Dmitry
Dmitry

Reputation: 7350

Scripting Cocoa application property

I have a property of my application in my sdef dictionary called busy

<property name="busy" code="mybs" type="boolean" access="r" description="Is application busy?">
    <cocoa key="isBusy"/>
</property>

Also I have NSApplication category with isBusy accessor

- (BOOL)isBusy
{
    return NO;
}

The scripts

tell application "MyApplication"
    properties
end tell

and

tell application "MyApplication"
    busy
end tell

work fine and busy property is false, but script

busy of application "MyApplication"

returns error

error "MyApplication got an error: Can’t make |busy| into type specifier." number -1700 from |busy| to specifier

Where is my mistake?

Upvotes: 3

Views: 401

Answers (2)

Chris Page
Chris Page

Reputation: 18703

Since busy is a term specific to your application, it must be preceded by tell or using terms from to make the term known at that point in the code. Any of these will work:

tell application "MyApplication" to busy

tell application "MyApplication"
  busy
end tell

using terms from application "MyApplication"
  busy of application "MyApplication"
end using terms from

AppleScript parses left-to-right and has to know what the valid terms are before it can parse them. It doesn’t skip to the end of busy of application "MyApplication" to figure out how to parse the start of the expression. If MyApplication had a term busy of it would completely change the meaning of that expression and cause a paradox: of would no longer be the keyword used to construct object specifiers, which means it wouldn’t get terminology from MyApplication, which means it would be the of keyword and it would get the terminology from the application…ad infinitum.

## Listing

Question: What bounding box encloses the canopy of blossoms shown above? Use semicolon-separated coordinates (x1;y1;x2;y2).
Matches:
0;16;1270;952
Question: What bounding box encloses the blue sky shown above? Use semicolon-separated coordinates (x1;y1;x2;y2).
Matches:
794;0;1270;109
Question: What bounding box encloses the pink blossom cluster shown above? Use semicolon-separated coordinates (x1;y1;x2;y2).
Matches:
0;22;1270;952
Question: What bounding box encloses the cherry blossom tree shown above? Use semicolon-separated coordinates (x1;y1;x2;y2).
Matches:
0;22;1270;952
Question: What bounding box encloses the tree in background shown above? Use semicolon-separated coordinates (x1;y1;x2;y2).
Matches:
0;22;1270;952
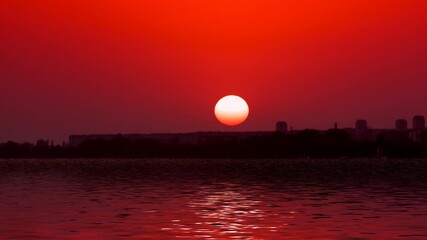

## Goal
Do these statements agree with the thread on scripting a Cocoa application property? Answer yes or no for each, and quote the words from the thread that decide it.
(a) The isBusy accessor in the NSApplication category returns NO.
(b) The script busy of application "MyApplication" works without an error.
(c) AppleScript skips to the end of an expression to work out how to parse its start.
The data are not needed for anything here.

## Full solution
(a) Yes: "return NO;"
(b) No: "returns error"
(c) No: "It doesn’t skip to the end of busy of application "MyApplication" to figure out how to parse the start of the expression."